> [Assignment]: Return the part of the antifungal consumption excerpt starting at "The data on the antifungal" and ending at "considered statistically significant.", with no changes to the wording.

The data on the antifungal consumption was recorded in Microsoft Excel (Microsoft Corp., USA) with the data on the number of beds, the occupancy rate, and the number of drug boxes to calculate the number of DDD/100 bed-days. The statistical analysis was performed using the R version 4.1.3 (The R Foundation for Statistical Computing, Vienna, Austria). Differences in antifungal consumption, expressed in DDD/100 bed-days, between 2019 and 2020 were analyzed using the exact rate ratio test. For all statistical analyses, 95% CIs were calculated and p<0.05 were considered statistically significant.

Results

Table 1. Comparison of the number of beds, and inpatients in 2019 and 2020.

The number of inpatients, the bed occupancy rate, and the total number of bed-days significantly decreased due to the pandemic measures implemented by our hospital (Table 1). 

Table 2. The comparison of antifungal consumption in pre-pandemic (2019) and pandemic (2020) era (DDD/100 bed-days).

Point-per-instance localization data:
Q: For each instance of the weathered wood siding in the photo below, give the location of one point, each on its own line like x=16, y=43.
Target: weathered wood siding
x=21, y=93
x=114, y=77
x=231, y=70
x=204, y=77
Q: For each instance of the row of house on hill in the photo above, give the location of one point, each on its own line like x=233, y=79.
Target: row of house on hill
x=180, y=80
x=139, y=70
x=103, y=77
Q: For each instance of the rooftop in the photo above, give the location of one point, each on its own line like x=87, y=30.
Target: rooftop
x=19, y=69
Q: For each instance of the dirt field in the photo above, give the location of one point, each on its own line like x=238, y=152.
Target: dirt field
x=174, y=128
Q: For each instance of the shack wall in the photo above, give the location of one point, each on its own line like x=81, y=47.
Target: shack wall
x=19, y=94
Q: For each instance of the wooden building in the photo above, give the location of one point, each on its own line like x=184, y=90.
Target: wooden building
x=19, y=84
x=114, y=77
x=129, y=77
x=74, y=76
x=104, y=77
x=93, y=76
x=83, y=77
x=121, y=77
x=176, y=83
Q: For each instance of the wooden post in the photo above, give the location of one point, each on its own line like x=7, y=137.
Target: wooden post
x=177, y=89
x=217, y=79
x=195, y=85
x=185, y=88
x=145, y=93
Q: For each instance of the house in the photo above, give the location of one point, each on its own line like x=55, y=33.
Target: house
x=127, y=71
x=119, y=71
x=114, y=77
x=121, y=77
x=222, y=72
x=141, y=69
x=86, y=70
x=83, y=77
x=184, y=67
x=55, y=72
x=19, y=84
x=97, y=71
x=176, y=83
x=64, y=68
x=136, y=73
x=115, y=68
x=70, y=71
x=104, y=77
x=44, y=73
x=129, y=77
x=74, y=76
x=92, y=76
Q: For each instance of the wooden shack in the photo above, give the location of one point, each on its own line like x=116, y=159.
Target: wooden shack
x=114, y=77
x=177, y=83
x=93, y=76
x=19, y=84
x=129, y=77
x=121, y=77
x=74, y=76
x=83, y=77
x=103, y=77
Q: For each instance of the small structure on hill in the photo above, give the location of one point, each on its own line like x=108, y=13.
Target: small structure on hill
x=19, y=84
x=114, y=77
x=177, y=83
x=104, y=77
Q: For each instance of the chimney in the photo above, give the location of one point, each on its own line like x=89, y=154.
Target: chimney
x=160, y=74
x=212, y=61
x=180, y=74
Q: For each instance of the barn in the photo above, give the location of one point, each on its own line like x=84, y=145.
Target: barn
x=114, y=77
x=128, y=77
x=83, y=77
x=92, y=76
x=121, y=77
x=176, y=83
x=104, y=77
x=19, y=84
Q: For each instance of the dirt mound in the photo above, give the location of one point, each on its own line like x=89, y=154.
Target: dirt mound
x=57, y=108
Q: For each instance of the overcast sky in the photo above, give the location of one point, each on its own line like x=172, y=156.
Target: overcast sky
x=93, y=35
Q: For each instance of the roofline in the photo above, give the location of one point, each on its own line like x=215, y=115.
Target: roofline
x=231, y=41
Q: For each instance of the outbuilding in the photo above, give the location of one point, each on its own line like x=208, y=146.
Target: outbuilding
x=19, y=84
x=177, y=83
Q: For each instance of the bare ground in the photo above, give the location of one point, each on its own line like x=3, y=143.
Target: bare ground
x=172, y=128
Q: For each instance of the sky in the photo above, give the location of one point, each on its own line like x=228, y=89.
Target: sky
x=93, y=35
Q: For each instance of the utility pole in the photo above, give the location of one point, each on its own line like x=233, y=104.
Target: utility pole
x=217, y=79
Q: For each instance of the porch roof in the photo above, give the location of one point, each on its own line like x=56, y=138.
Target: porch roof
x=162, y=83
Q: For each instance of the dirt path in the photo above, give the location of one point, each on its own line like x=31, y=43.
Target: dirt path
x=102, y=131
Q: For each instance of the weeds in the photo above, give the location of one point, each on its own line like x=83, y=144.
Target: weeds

> [Solved exercise]:
The data on the antifungal consumption was recorded in Microsoft Excel (Microsoft Corp., USA) with the data on the number of beds, the occupancy rate, and the number of drug boxes to calculate the number of DDD/100 bed-days. The statistical analysis was performed using the R version 4.1.3 (The R Foundation for Statistical Computing, Vienna, Austria). Differences in antifungal consumption, expressed in DDD/100 bed-days, between 2019 and 2020 were analyzed using the exact rate ratio test. For all statistical analyses, 95% CIs were calculated and p<0.05 were considered statistically significant.